Source document
◆ ◆ ◆ ◆ ◆ ◆ ◆
# triplet-robot-sound-interpretation
## Repo structure
- Envs: This folder contains the implementation of OpenAI Gym environments used in the paper. The TurtleBot, Kuka, and Kinova environments are in Envs/pybullet. The iTHOR environment is in Envs/ai2thor. Each environment has a configuration file for the environment, the algorithm, and the deep model. 
- cfg.py: Change this file to select one of the four environments to run. 
- dataset.py: Definition of the dataset and data loader.
- pretext.py: run this file to collect triplet dataset and train the VAR.
- RL.py: run this file to load the trained VAR and perform the RL training.
- data: this folder contains the collected triplets, the trained VAR, and trained RL models.
- models: this folder contains the implementation of the VAR, the RL model, and an RL algorithm.

## Installation
1. Install the following python packages: ai2thor 3.5.0, gym 0.17.2, pytorch 1.7.1, python-speech-features 0.6, matplotlib 3.2.2, opencv-python 4.0.0.21, pandas 1.0.5
2. Create a folder named 'commonMedia' in the repo root
3. Download Fluent Speech Command Dataset and put the dataset into the 'commonMedia'


## Environment Configuration
Each environment contains its own configuration file, config.py. The most important attributes are explained below: 
- soundSource: a dictionary contains the settings for sound data. When you train the models, set 'train_test' to 'train'. When you test the models, set 'train_test' to 'test'. 
- render: if you want to visualize, set it to True. 
- RSI_ver: set the model version. 
- pretextNumEnvs: use this number of parallel environments to collect pretext data.
- pretextTrain: set it to True to train the VAR.
◆ ◆ ◆ ◆ ◆ ◆ ◆
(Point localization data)

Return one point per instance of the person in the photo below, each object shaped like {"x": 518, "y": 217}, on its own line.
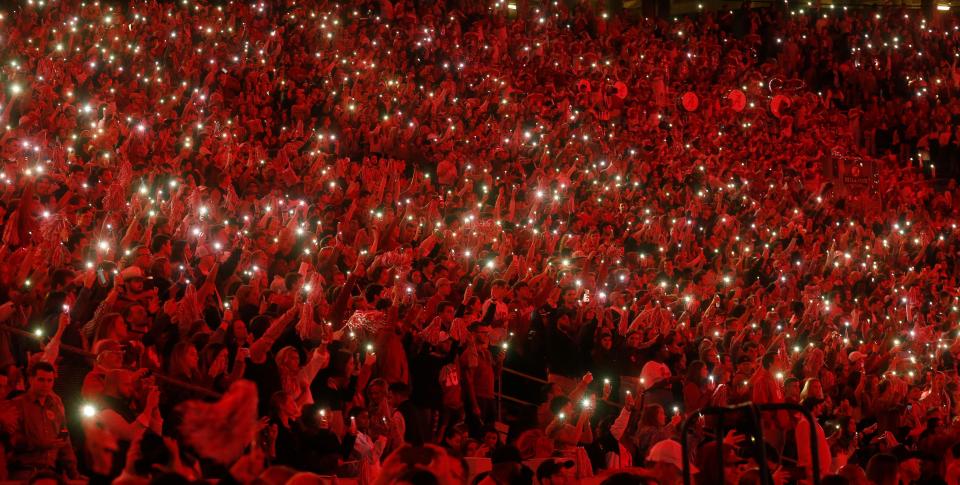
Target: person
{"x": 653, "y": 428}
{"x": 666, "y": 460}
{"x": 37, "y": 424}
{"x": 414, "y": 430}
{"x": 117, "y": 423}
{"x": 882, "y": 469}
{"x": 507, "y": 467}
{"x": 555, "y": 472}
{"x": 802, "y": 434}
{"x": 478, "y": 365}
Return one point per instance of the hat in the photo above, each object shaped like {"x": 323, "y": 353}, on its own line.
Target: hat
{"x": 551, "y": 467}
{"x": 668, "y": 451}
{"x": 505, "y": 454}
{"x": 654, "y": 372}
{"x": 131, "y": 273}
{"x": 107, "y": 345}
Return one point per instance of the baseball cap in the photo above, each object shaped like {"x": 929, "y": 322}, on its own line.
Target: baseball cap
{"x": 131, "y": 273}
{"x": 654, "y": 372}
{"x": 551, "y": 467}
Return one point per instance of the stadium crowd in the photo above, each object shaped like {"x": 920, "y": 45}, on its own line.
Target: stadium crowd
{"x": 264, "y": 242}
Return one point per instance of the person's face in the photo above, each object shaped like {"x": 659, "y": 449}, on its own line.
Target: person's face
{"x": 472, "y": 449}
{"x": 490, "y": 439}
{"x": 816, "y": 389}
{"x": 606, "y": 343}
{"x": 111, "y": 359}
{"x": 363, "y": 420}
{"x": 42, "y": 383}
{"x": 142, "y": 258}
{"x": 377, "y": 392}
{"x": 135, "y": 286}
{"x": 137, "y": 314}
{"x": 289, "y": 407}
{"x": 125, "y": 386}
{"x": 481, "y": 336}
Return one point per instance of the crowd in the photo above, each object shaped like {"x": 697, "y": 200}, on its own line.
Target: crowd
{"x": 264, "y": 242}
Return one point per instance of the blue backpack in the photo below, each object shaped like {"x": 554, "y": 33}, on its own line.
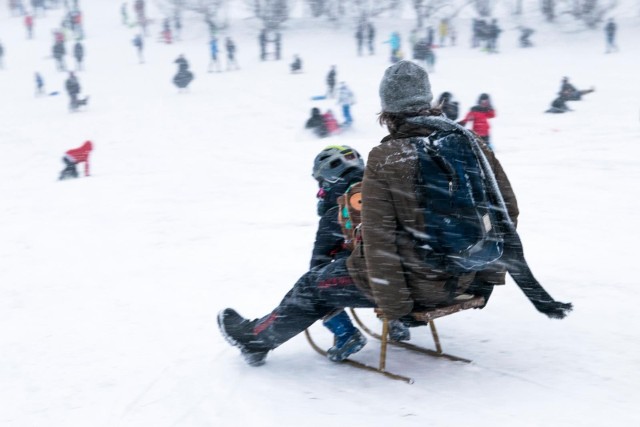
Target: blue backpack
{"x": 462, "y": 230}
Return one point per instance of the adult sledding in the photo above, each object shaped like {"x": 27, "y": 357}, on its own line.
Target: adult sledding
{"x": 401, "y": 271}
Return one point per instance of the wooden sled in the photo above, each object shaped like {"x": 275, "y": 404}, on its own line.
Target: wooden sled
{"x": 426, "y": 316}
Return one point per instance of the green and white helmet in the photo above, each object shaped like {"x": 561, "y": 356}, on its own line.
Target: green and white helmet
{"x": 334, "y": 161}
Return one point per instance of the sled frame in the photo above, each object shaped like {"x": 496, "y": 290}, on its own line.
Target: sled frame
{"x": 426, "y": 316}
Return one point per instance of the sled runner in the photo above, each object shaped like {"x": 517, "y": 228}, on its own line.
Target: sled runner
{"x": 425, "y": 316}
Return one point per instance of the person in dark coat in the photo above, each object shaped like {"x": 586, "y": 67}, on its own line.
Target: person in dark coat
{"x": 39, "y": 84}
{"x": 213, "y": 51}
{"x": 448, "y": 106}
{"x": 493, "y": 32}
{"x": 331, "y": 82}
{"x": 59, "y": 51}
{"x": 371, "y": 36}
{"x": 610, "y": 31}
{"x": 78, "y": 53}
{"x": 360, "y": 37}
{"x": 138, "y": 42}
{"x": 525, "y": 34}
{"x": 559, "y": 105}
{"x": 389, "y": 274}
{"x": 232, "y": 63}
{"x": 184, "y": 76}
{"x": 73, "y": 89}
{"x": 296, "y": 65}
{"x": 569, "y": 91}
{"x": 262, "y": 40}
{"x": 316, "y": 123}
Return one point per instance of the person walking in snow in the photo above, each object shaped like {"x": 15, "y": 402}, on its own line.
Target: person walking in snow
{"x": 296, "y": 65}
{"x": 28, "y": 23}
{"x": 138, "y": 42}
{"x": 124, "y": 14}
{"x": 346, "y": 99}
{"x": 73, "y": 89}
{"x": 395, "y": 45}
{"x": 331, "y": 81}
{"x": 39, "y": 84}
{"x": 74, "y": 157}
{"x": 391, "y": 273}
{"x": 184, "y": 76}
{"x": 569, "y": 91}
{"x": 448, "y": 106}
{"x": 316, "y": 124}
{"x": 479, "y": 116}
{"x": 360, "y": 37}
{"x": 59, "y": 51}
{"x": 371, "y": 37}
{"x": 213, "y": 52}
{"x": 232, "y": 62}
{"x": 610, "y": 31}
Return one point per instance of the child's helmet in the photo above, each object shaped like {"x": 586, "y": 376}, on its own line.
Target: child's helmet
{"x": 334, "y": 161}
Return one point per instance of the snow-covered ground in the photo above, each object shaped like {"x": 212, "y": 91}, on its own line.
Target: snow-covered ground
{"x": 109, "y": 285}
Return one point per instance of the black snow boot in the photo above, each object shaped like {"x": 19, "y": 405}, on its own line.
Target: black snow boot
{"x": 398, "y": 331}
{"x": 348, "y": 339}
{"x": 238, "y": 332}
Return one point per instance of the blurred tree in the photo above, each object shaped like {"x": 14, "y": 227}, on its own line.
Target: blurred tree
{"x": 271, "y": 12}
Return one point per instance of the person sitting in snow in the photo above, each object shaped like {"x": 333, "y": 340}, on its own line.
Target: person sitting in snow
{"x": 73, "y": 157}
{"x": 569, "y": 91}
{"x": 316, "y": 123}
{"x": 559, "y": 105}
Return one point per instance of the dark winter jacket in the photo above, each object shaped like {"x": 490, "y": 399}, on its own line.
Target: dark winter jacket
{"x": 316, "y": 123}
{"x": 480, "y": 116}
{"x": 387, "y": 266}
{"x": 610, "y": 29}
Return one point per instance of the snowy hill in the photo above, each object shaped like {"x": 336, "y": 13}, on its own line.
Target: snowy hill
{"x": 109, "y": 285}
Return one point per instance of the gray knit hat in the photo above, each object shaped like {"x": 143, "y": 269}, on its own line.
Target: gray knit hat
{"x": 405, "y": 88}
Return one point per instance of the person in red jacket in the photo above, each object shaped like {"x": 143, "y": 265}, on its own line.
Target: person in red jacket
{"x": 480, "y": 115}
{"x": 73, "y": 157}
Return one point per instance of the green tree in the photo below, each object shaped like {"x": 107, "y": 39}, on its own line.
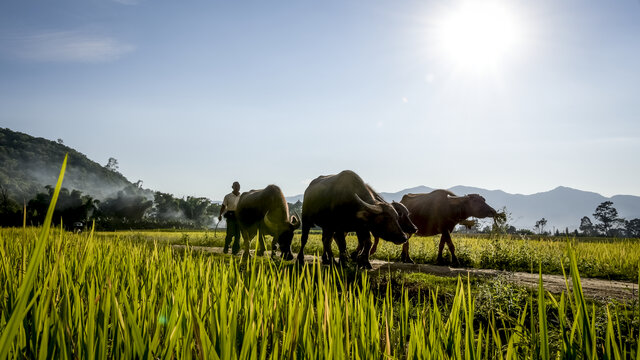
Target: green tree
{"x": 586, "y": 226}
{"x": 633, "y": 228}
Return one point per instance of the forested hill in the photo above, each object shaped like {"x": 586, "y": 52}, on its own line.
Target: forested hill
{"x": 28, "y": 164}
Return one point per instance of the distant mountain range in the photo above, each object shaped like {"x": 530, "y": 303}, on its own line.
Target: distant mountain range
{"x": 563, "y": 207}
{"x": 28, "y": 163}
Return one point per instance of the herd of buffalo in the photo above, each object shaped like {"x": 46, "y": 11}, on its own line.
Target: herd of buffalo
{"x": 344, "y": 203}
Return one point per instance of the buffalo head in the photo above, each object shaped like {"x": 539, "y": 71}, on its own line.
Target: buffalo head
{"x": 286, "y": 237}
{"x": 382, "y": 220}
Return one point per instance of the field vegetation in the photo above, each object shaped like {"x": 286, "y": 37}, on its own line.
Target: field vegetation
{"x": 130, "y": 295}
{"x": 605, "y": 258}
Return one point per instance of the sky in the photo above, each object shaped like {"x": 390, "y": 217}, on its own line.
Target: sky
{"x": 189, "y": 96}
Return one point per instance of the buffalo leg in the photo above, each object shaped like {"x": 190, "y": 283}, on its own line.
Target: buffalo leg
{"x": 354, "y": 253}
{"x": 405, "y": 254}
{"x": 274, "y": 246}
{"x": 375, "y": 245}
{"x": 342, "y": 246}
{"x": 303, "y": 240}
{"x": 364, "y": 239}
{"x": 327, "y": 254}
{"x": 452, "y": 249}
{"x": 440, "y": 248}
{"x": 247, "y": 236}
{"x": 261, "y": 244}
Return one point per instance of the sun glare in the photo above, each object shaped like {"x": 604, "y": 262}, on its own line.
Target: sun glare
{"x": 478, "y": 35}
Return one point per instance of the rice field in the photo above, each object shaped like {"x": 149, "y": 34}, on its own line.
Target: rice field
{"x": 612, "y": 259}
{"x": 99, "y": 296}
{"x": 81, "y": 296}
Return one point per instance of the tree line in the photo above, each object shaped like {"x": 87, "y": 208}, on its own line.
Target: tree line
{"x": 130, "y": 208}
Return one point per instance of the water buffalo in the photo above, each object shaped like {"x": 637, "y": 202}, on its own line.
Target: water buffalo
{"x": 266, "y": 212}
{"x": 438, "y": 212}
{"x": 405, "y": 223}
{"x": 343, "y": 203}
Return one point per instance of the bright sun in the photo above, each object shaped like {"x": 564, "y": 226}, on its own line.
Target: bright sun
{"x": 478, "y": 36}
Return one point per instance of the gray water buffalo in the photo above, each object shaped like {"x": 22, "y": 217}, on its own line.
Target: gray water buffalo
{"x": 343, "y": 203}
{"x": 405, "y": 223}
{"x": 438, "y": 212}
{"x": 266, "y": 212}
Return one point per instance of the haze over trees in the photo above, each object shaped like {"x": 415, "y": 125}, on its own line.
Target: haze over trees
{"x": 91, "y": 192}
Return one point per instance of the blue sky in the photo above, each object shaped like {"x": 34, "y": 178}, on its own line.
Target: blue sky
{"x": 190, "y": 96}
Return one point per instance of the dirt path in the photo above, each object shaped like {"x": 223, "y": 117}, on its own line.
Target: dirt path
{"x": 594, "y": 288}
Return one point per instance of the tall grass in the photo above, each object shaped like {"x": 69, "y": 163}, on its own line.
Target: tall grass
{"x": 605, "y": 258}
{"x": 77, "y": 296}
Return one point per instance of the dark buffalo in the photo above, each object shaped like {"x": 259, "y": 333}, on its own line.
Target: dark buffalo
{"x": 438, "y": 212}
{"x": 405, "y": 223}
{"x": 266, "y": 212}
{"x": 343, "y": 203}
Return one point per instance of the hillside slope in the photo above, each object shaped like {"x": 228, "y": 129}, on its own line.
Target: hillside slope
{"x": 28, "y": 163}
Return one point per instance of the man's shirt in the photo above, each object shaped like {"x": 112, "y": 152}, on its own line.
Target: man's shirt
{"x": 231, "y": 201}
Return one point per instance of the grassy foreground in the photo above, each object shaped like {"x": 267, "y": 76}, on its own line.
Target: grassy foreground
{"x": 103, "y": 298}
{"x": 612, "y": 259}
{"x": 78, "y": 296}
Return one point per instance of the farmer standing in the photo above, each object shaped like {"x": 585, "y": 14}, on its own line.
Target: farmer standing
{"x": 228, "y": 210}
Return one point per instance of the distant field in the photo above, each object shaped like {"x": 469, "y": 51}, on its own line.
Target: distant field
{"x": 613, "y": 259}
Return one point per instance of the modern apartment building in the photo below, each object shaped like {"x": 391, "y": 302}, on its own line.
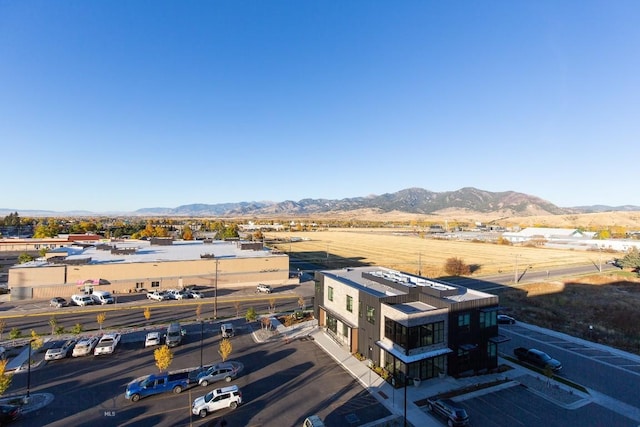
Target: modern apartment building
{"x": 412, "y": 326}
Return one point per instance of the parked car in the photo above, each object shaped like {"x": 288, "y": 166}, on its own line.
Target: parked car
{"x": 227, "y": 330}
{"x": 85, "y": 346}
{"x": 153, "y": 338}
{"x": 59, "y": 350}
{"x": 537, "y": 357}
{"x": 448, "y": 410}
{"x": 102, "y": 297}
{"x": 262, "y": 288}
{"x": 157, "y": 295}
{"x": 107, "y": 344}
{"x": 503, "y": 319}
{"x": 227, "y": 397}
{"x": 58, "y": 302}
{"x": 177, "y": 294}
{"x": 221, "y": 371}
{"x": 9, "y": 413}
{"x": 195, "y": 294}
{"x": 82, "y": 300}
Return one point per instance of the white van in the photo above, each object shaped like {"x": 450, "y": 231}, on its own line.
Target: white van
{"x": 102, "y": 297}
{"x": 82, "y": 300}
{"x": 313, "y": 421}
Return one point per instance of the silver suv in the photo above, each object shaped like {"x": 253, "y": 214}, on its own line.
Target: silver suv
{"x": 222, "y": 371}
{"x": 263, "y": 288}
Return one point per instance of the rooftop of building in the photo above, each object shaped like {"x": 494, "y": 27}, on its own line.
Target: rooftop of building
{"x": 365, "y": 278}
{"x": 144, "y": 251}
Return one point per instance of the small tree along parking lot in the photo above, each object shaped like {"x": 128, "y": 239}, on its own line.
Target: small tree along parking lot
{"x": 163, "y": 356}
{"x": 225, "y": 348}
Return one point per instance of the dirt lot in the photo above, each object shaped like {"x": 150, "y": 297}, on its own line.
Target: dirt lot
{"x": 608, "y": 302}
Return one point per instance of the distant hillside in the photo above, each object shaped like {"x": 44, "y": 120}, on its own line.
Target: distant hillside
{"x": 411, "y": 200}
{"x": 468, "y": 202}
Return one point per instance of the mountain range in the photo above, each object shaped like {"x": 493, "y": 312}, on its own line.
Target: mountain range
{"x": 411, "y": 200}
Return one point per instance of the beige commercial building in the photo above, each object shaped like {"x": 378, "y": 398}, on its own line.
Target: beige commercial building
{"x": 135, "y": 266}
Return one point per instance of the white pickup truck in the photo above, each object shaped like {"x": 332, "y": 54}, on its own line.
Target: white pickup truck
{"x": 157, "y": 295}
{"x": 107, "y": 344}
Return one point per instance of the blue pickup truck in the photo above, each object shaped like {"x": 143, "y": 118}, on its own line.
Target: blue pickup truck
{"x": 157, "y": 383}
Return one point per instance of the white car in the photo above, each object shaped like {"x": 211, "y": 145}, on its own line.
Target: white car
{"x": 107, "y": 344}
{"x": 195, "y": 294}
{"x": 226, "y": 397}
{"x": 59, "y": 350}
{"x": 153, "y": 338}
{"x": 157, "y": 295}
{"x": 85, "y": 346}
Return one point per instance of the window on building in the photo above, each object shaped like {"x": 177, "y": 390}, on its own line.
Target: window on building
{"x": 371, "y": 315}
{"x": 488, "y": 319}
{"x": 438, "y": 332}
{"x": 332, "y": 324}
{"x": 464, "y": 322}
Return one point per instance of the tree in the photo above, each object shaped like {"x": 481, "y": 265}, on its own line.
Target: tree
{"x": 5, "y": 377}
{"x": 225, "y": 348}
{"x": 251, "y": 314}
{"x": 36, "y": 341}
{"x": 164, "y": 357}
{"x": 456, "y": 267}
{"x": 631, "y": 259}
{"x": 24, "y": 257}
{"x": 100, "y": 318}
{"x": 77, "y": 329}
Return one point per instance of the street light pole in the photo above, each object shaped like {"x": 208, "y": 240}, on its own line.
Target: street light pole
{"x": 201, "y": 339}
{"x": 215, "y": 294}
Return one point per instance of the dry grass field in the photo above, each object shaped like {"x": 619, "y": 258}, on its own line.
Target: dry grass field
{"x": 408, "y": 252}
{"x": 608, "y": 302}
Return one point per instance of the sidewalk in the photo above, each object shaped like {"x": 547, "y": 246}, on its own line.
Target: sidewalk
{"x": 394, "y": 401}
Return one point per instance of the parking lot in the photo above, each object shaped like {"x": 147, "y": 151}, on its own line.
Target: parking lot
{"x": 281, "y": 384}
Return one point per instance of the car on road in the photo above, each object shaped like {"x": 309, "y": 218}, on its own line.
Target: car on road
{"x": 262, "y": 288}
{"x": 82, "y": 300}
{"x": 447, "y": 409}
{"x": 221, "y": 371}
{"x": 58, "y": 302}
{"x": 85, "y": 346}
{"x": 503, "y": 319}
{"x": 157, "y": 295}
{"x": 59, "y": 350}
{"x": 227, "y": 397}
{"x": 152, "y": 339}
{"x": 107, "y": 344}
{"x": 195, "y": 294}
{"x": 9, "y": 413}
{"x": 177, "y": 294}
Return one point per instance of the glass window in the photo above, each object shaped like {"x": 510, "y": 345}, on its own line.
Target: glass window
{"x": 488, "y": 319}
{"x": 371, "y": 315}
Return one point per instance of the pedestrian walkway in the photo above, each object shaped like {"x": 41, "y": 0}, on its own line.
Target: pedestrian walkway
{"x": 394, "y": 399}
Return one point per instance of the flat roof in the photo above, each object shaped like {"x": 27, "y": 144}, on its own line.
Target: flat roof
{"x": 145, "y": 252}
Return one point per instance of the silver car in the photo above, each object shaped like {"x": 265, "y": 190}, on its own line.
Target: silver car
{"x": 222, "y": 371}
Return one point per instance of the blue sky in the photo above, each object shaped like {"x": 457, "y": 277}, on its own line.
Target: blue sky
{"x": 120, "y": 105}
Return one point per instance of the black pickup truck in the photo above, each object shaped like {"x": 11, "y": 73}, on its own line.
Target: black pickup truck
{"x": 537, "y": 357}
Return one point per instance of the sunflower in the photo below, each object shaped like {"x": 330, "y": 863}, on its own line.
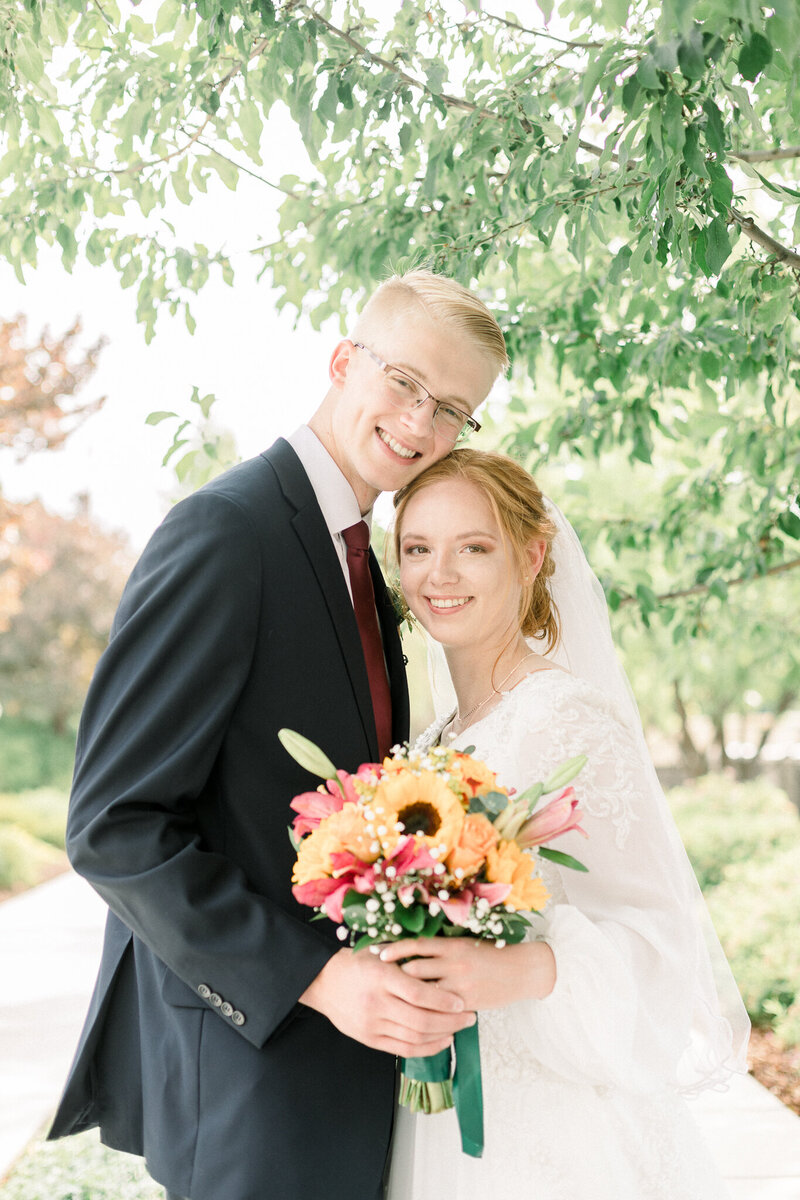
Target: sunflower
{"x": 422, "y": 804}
◆ ◆ ◆ ◆ ◆ ◆ ◆
About this task
From the repository README, reproduce word for word the passage that begins with the words containing "- models: this" and ends with "it to True.".

Answer box
- models: this folder contains the implementation of the VAR, the RL model, and an RL algorithm.

## Installation
1. Install the following python packages: ai2thor 3.5.0, gym 0.17.2, pytorch 1.7.1, python-speech-features 0.6, matplotlib 3.2.2, opencv-python 4.0.0.21, pandas 1.0.5
2. Create a folder named 'commonMedia' in the repo root
3. Download Fluent Speech Command Dataset and put the dataset into the 'commonMedia'


## Environment Configuration
Each environment contains its own configuration file, config.py. The most important attributes are explained below: 
- soundSource: a dictionary contains the settings for sound data. When you train the models, set 'train_test' to 'train'. When you test the models, set 'train_test' to 'test'. 
- render: if you want to visualize, set it to True.